■ EXERCISE OBJECTIVE ■
Can you update the lines starting at the one that contains "red roof, a" and ending at the last line, swapping "pixel coordinates" for "image coordinates" and leaving everything else as it is?

========================

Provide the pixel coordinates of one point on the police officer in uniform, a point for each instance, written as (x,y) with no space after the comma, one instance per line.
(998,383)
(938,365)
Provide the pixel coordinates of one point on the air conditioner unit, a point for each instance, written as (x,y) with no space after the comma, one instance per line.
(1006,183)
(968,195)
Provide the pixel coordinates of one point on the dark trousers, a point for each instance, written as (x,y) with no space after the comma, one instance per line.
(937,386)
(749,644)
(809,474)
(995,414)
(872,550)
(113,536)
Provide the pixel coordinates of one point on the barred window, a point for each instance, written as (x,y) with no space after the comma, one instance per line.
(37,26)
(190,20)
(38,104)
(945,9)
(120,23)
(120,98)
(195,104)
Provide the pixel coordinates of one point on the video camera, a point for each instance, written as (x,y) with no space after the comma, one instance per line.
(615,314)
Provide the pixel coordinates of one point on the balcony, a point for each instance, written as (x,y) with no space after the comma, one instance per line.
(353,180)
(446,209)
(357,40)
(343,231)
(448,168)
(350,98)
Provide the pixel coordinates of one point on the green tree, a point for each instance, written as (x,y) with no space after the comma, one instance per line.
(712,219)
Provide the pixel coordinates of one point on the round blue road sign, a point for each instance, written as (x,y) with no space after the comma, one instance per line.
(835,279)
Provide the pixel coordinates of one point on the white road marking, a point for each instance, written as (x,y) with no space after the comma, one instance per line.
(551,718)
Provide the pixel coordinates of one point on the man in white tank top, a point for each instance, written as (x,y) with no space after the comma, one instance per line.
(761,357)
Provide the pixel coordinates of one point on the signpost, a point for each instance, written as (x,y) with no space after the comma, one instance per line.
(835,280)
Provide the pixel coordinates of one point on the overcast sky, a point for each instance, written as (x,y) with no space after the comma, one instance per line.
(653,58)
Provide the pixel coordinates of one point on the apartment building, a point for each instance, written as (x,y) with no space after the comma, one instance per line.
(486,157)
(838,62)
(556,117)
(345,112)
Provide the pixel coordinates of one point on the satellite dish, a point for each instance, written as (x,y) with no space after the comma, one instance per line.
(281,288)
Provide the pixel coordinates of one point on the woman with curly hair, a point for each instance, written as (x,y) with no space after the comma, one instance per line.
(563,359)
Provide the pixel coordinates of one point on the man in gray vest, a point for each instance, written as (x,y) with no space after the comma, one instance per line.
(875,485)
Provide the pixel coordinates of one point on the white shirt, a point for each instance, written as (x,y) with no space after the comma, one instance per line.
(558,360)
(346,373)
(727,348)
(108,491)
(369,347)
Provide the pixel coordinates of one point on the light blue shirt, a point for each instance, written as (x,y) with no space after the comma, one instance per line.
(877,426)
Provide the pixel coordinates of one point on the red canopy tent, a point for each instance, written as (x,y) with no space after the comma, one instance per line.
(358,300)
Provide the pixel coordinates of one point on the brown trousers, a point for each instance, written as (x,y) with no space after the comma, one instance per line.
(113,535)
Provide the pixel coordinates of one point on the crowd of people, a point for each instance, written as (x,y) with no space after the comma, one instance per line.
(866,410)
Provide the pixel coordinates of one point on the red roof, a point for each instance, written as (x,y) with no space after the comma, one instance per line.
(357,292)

========================

■ TASK RESULT ■
Provide the image coordinates of one point on the red roof, a point for each instance, written as (x,y) with no space after the comma, one instance per line.
(357,292)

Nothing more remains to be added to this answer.